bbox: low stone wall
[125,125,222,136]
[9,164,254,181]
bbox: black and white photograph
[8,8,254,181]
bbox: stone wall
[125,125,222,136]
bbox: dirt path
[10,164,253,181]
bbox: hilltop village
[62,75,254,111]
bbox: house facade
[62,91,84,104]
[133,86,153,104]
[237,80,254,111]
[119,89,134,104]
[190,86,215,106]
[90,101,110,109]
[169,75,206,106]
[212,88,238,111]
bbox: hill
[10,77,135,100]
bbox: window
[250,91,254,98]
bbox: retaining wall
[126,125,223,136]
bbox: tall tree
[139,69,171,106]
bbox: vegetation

════════════════

#### Task to carry out
Set down every one of the lines above again, word for word and in the same order.

#### Solution
bbox: low stone wall
[125,125,222,136]
[9,164,254,181]
bbox: black and white photograph
[8,8,254,181]
bbox: stone wall
[125,125,222,136]
bbox: dirt path
[10,164,253,181]
bbox: hilltop village
[62,75,254,111]
bbox: house facade
[62,91,84,104]
[133,86,153,104]
[237,80,254,111]
[119,89,134,104]
[190,86,215,106]
[90,101,110,109]
[169,75,206,106]
[212,88,238,111]
bbox: hill
[10,77,135,100]
bbox: window
[250,91,254,98]
bbox: retaining wall
[126,125,223,136]
bbox: tall tree
[139,69,171,106]
bbox: vegetation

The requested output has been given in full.